-- Requirement --
Convert the lines below into a Markdown table with the columns Row and Line, skipping any blank lines. Include only the lines from the one containing "Q: For each instance of the background" through the one containing "x=382, y=696".

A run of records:
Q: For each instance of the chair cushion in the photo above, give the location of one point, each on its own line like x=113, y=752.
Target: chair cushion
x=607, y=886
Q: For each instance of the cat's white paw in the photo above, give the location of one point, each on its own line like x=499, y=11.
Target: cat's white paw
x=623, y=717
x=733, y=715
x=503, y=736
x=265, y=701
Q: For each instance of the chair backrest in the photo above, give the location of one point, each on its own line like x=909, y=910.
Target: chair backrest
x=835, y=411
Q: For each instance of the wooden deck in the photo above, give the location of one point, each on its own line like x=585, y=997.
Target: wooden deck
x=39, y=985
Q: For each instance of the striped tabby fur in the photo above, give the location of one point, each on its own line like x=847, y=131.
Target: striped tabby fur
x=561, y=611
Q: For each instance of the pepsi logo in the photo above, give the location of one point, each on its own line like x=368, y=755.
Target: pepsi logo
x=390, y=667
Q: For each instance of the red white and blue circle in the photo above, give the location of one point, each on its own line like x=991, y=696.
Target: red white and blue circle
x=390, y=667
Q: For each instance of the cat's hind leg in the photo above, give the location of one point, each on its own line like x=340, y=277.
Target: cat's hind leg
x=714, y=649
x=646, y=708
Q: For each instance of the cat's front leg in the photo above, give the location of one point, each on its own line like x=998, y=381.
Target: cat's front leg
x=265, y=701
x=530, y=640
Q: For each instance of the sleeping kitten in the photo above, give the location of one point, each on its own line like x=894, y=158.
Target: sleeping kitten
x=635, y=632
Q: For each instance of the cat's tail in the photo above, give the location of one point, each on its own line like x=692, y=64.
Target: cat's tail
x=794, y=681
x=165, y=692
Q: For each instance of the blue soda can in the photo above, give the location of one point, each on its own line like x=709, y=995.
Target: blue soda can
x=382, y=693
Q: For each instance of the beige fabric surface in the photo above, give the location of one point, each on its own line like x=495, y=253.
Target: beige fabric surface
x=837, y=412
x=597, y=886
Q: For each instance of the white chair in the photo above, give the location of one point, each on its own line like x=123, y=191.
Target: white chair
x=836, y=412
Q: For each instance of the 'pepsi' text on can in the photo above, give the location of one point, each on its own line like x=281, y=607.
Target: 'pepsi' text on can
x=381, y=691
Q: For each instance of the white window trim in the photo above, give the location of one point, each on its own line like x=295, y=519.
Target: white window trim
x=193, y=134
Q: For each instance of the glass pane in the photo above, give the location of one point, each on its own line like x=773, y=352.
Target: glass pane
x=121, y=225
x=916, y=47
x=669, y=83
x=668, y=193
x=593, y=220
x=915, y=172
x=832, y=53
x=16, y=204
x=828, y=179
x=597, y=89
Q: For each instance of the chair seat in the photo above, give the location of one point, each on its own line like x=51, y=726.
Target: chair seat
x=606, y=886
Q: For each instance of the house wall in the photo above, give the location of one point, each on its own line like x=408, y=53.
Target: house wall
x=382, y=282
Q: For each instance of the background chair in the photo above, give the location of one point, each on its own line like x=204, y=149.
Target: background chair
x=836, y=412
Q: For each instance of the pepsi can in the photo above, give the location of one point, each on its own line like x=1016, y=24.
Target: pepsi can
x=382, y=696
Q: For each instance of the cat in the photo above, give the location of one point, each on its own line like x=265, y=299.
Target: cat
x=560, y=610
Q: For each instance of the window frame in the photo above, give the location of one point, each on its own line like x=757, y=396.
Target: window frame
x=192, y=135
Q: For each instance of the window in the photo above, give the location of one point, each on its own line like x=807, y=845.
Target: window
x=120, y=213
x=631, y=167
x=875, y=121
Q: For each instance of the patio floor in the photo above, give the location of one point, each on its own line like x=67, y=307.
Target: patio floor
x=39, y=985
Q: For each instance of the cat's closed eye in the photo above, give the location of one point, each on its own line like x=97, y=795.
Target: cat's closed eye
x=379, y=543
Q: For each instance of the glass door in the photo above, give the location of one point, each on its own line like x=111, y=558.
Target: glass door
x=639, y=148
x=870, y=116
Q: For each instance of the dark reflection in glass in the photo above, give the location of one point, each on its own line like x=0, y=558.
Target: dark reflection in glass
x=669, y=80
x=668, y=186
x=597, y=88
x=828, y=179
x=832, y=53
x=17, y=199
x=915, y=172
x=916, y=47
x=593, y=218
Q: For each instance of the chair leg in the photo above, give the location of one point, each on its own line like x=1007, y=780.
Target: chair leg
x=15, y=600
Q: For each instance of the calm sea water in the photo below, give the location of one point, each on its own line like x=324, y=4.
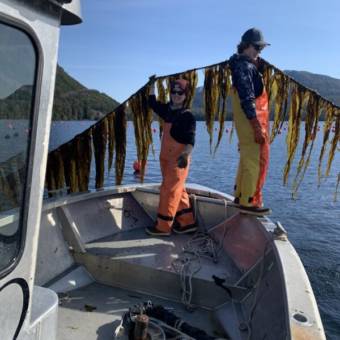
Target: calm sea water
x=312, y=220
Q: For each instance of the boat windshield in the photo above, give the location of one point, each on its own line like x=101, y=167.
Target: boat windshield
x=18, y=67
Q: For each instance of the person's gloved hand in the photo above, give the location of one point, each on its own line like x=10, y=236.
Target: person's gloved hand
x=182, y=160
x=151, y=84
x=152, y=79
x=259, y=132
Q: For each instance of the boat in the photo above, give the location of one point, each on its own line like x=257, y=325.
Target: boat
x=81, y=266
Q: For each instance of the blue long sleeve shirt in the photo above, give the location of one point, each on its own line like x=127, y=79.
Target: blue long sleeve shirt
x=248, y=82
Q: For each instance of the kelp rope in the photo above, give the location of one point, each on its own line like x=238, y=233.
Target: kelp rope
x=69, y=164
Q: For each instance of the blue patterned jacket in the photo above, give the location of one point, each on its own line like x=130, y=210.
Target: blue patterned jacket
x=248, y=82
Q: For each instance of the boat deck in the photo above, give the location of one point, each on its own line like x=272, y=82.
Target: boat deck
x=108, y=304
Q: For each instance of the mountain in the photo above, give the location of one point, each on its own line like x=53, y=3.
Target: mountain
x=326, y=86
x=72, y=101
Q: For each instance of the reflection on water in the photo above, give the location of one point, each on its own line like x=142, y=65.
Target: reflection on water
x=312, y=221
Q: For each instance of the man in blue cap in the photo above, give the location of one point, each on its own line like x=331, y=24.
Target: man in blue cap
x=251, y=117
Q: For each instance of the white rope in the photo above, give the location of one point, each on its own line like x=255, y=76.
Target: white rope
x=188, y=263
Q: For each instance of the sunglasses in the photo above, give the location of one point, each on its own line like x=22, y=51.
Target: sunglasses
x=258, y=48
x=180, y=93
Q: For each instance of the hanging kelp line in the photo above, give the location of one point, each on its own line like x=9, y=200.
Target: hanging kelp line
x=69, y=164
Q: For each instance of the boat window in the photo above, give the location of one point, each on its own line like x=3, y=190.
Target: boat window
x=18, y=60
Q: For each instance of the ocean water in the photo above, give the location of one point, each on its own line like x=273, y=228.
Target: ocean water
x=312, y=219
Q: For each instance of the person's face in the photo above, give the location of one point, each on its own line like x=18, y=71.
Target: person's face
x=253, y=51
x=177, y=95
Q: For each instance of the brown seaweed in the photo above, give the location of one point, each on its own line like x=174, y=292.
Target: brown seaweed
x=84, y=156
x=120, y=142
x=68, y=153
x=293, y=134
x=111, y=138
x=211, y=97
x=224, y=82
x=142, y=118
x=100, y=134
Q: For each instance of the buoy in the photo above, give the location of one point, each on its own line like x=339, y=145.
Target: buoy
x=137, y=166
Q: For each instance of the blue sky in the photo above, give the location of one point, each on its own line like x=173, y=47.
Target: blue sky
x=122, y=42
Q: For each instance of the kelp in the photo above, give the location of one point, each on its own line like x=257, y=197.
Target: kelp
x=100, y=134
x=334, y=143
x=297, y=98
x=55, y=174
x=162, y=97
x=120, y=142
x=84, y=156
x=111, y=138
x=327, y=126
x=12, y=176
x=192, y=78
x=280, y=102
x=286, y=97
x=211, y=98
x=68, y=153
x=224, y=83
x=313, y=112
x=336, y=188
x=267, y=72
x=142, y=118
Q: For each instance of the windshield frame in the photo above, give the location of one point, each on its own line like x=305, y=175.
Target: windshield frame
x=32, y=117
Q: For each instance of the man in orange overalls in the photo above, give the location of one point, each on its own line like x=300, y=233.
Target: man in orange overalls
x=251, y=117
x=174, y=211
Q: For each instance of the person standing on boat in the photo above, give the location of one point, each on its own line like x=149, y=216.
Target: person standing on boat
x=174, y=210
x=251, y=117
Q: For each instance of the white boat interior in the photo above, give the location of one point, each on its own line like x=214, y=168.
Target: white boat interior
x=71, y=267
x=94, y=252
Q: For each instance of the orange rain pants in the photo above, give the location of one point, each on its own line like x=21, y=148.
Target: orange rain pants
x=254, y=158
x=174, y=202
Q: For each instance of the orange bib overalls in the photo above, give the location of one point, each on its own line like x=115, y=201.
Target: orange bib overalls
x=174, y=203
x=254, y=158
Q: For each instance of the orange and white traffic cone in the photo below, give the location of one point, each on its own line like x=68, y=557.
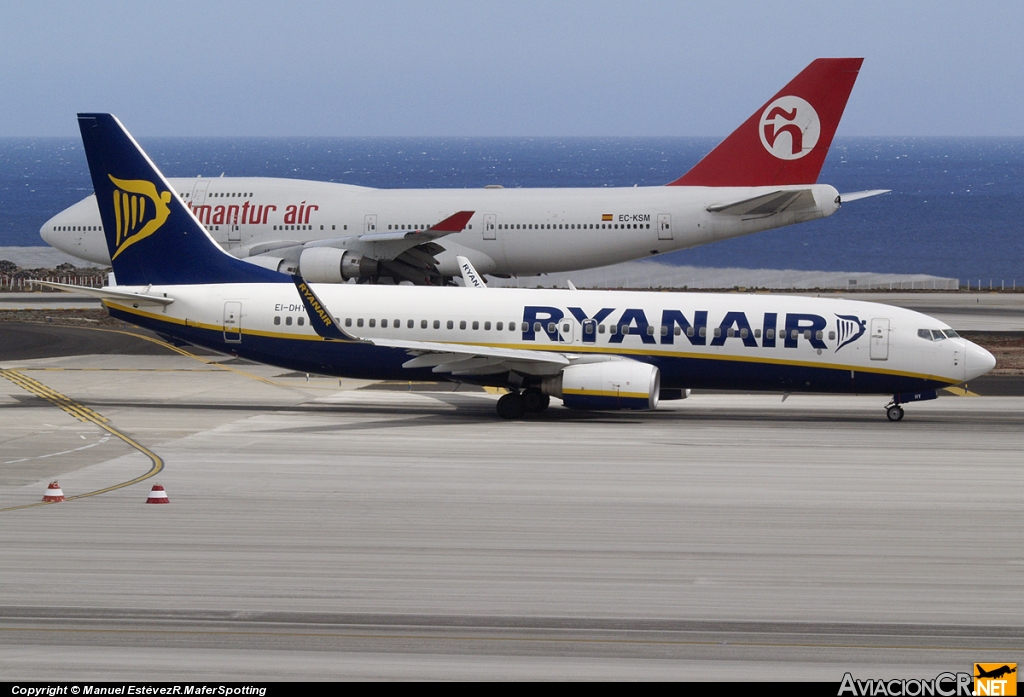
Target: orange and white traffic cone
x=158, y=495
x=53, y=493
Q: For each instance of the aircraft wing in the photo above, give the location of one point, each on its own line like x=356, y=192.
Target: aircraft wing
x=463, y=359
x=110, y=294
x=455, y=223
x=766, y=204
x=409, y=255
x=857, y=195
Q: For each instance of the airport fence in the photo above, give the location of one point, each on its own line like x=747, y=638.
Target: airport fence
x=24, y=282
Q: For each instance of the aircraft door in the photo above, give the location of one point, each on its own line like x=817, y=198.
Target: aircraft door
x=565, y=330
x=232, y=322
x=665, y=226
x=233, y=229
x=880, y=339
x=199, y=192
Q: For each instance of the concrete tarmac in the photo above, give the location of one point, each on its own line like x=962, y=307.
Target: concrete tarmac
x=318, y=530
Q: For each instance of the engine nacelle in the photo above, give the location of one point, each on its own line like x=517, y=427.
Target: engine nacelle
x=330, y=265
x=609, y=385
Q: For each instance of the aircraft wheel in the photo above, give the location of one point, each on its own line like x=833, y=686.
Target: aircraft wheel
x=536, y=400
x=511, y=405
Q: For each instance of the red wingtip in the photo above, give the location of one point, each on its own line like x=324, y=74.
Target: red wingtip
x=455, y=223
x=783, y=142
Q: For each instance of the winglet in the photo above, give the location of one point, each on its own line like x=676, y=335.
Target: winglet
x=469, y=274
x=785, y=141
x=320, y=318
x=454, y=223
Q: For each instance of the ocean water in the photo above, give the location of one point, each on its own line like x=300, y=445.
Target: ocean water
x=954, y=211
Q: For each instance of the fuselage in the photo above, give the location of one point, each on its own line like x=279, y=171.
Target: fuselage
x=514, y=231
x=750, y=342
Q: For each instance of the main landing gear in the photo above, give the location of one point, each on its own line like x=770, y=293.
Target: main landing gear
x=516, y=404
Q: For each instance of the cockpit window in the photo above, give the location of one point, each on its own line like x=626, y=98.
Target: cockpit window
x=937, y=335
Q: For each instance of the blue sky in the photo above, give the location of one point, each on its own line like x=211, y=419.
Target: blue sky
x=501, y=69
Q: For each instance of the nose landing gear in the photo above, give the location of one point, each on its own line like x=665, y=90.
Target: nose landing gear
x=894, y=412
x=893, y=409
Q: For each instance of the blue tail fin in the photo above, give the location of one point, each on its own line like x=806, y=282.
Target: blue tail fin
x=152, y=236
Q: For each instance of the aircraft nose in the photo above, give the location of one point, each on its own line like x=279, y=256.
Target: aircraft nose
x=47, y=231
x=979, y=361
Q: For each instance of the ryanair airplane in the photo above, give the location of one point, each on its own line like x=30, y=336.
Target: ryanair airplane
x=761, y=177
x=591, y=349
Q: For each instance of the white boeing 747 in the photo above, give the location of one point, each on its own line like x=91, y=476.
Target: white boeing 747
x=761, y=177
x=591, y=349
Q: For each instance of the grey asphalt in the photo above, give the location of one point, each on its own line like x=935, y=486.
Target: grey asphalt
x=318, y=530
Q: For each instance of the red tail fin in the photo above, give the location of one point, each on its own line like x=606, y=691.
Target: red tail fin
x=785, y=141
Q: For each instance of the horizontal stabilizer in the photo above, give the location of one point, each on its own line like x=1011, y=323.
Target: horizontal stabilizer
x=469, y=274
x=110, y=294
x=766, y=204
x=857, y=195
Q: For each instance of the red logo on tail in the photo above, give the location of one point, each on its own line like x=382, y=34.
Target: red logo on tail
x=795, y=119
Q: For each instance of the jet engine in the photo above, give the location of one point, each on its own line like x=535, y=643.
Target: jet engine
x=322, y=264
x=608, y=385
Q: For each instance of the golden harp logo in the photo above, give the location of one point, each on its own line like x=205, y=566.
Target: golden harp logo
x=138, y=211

-- Task result --
| Row | Line |
|---|---|
| 1 | Q: For each instance of the background chair in the photo above, give the location of one point, each on its own line like x=204, y=149. |
| 2 | Target: background chair |
| 3 | x=836, y=412 |
| 4 | Q: For each instance of the pepsi can in the photo above, give the location of one point, each on its own line like x=1016, y=24. |
| 5 | Target: pepsi can |
| 6 | x=382, y=696 |